A Utrecht on note plusieurs incidents dont une blessure par balles et l'explosion d'un engin explosif contre la maison d’un couple de marocains âgés, causant de gros dégâts matériels mais sans faire de victime. Le fils du couple visé serait connu pour son implication dans le trafic de stupéfiants. 
Le 21 décembre, Ray T., originaire d'Utrecht est abattu à Almere-Stad lors d'un deal de drogue. Ray pratiquant d'arts martiaux et son demi-frère auraient voulu vendre de la cocaïne à des trafiquants marocains d'Amsterdam mais il y a eu une fusillade, Ray a été tué et son demi-frère blessé. Le 11 février 2020 Younes El M., 20 ans est arrêté. Un homme est recherché, le kickboxer Youssef ben Hamou, 25 ans, poursuivi en novembre 2018 pour complot de meurtre contre un trafiquant d'Almere qui a retrouvé un gps sous sa voiture. Il est condamné à 3 ans pour possession d'une arme automatique.

(Vessel finder)

(Vessel finder)

La Seved Company

En plus de l'Espagne dans cet article on va traiter un peu de la Suède et des activités du gang d'Amir Mekky qui semble lié à Ridouan Taghi et de fait à la Mocro Maffia. Amir Mekky et son frère Fakhry apparaissent sur les écrans de la police suédoise à l'orée de l'année 2015, au sein de la Seved Company du nom de leur quartier de Malmö. On les dit tantôt marocains, tantôt  libanais ou arabes israéliens sans qu'on n'en soit jamais certains. Ils se sont d'abord installés au Danemark avant d'arriver à Malmö.

#####

→ **CONSIGNES DE TRAVAIL**
A) Pour chacune des affirmations suivantes, indiquez par oui ou par non si elle est conforme au texte, puis citez mot pour mot le passage qui le prouve.
(i) L'explosion contre la maison du couple à Utrecht a fait une victime.
(ii) Younes El M. a été arrêté le 11 février 2020.
(iii) Les frères Mekky se sont installés au Danemark avant d'arriver à Malmö.
B) Recopiez le passage du texte en commençant à « Le 21 décembre, Ray » et en terminant à « d'une arme automatique. ».
Ces données ne sont pas nécessaires pour traiter les exercices.

→ **DONNÉES FOURNIES**
#####

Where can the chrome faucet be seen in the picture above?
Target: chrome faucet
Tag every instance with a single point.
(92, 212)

#####

→ **CORRIGÉS PAR EXERCICE**
A)
(i) Non : « causant de gros dégâts matériels mais sans faire de victime ».
(ii) Oui : « Le 11 février 2020 Younes El M., 20 ans est arrêté. »
(iii) Oui : « Ils se sont d'abord installés au Danemark avant d'arriver à Malmö. »

B)
Le 21 décembre, Ray T., originaire d'Utrecht est abattu à Almere-Stad lors d'un deal de drogue. Ray pratiquant d'arts martiaux et son demi-frère auraient voulu vendre de la cocaïne à des trafiquants marocains d'Amsterdam mais il y a eu une fusillade, Ray a été tué et son demi-frère blessé. Le 11 février 2020 Younes El M., 20 ans est arrêté. Un homme est recherché, le kickboxer Youssef ben Hamou, 25 ans, poursuivi en novembre 2018 pour complot de meurtre contre un trafiquant d'Almere qui a retrouvé un gps sous sa voiture. Il est condamné à 3 ans pour possession d'une arme automatique.